Text excerpt |
>>>>>

FILED
NOT FOR PUBLICATION MAR 17 2014
MOLLY C. DWYER, CLERK
UNITED STATES COURT OF APPEALS U.S. COURT OF APPEALS
FOR THE NINTH CIRCUIT
PRATAP KUMAR DHUNGEL; LAXMI No. 10-70160
DHUNGEL,
Agency Nos. A089-591-541
Petitioners, A089-591-542
v.
MEMORANDUM*
ERIC H. HOLDER, Jr., Attorney General,
Respondent.
On Petition for Review of an Order of the
Board of Immigration Appeals
Submitted March 10, 2014**
Before: PREGERSON, LEAVY, and MURGUIA, Circuit Judges.
Pratap Kumar Dhungel and Laxmi Dhungel, natives and citizens of Nepal,
petition for review of the Board of Immigration Appeals’ (“BIA”) order dismissing
their appeal from an immigration judge’s decision denying their applications for
asylum, withholding of removal, and relief under the Convention Against Torture
*
This disposition is not appropriate for publication and is not precedent
except as provided by 9th Cir. R. 36-3.

<<<<<

Recorded data:
>>>>>

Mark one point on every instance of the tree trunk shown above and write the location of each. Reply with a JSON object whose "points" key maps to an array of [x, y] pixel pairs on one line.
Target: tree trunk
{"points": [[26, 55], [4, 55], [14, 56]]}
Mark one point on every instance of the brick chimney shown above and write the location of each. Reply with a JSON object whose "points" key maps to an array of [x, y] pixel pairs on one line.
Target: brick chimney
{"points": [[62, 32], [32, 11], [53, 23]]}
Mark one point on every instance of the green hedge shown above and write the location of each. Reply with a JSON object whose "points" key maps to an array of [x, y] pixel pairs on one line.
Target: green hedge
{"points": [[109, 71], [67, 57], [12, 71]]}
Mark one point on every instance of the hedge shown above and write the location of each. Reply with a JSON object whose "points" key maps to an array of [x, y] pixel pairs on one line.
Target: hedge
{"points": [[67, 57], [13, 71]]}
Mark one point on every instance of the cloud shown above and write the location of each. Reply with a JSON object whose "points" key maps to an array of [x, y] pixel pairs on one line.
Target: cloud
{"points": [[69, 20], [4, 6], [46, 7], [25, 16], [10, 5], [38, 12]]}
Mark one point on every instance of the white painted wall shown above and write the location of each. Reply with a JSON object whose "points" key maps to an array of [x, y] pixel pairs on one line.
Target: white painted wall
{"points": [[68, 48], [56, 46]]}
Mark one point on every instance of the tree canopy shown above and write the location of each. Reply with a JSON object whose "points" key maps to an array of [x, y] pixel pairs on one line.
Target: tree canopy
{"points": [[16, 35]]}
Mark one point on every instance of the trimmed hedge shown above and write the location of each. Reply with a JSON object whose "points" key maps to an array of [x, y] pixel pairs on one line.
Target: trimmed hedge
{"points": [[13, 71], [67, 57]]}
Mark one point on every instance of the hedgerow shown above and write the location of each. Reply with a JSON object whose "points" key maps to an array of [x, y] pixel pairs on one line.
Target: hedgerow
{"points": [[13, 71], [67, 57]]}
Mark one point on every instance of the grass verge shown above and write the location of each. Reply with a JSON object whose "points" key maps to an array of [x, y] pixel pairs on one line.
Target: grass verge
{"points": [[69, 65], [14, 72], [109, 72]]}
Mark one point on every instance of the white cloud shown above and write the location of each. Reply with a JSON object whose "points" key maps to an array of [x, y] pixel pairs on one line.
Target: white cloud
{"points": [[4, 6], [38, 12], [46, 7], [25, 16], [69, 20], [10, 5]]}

<<<<<

Task description | Reproduce the passage of the court memorandum above from "On Petition for" up to and including "Cir. R. 36-3.".

Right answer |
On Petition for Review of an Order of the
Board of Immigration Appeals
Submitted March 10, 2014**
Before: PREGERSON, LEAVY, and MURGUIA, Circuit Judges.
Pratap Kumar Dhungel and Laxmi Dhungel, natives and citizens of Nepal,
petition for review of the Board of Immigration Appeals’ (“BIA”) order dismissing
their appeal from an immigration judge’s decision denying their applications for
asylum, withholding of removal, and relief under the Convention Against Torture
*
This disposition is not appropriate for publication and is not precedent
except as provided by 9th Cir. R. 36-3.